What is asked:
Using the passage on procrastination below, decide whether each statement agrees with it. Answer yes or no for each, and quote the words from the passage that settle it.
1. Psychological Bulletin describes procrastination as a form of self-regulatory failure.
2. Procrastinators are said to doubt their own self-efficacy.
3. Procrastinators are described as driven mainly by achievement.

Given passage:
The journal Psychological Bulletin calls procrastination “a prevalent and pernicious form of self-regulatory failure.” Darn, that seems kind of harsh. How bad is procras­tination, really? First, it’s bad enough that when you try to study it, you find things like this: “High scorers on the procrastina­tion scale were more likely to return their completed in­ventory late,” from an article in the Journal of Research in Personality. Who are these slackers whose inability to return a questionnaire on time makes them nearly impossible to study?

The JRP study shows their personalities are largely what you would expect: Disorga­nized, impulsive, distractible people who are likely to rate their enjoyment of projects higher when the time it takes to complete projects is lower. At least that’s the case when the project is assigned by some force beyond themselves. See, believe it or not, there’s a positive side to the personality of procrastinators: procrastinators also believe in their own self-efficacy and are motivated by factors other than achievement.

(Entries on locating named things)
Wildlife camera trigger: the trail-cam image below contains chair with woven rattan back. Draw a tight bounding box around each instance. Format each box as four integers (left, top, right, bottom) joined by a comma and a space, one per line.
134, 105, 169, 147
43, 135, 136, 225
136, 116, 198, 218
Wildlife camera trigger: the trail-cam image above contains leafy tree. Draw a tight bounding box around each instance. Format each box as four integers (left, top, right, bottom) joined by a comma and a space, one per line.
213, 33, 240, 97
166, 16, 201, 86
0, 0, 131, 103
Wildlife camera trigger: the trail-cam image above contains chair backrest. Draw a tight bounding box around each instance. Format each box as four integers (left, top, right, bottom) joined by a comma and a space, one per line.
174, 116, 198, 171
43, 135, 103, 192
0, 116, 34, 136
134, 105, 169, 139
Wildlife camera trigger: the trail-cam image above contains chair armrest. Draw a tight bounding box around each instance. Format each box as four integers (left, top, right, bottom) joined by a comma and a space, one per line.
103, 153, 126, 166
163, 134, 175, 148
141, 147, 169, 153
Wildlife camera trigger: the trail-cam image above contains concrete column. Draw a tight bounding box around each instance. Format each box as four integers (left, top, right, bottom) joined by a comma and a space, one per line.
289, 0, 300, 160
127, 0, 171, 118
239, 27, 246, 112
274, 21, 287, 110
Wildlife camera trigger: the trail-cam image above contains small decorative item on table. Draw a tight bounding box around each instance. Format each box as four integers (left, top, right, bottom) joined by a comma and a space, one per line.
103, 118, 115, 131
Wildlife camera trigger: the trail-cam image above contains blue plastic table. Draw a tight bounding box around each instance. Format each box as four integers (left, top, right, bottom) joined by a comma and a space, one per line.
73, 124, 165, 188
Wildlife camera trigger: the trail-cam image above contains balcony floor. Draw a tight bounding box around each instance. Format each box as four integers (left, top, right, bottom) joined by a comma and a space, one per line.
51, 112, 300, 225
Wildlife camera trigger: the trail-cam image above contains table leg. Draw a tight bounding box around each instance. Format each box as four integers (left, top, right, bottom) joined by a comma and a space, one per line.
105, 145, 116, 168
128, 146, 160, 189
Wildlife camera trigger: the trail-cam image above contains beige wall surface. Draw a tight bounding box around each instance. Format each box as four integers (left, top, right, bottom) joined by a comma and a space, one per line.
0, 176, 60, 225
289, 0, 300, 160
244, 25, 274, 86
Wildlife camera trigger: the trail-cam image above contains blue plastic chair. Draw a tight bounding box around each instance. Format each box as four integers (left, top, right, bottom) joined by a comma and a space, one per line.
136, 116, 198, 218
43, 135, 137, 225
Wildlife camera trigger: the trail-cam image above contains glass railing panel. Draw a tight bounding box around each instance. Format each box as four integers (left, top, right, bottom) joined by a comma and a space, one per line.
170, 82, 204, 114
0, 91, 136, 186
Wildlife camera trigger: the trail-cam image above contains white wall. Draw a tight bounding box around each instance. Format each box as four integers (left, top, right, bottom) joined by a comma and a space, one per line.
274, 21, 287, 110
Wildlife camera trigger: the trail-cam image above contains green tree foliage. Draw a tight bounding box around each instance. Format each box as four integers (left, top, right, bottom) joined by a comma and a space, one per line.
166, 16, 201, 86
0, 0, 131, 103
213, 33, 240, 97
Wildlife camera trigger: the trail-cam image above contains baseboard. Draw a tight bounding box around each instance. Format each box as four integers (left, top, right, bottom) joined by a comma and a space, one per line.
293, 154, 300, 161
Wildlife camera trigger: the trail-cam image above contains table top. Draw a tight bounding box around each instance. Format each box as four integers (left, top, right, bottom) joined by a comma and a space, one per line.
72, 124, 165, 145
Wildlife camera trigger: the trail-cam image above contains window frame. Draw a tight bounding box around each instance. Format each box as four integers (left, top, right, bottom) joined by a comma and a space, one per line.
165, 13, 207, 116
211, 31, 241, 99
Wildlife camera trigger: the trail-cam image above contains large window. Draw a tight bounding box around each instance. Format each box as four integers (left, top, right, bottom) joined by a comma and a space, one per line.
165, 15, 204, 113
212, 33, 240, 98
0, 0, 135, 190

Exercise response:
1. Yes: "a prevalent and pernicious form of self-regulatory failure"
2. No: "procrastinators also believe in their own self-efficacy"
3. No: "are motivated by factors other than achievement"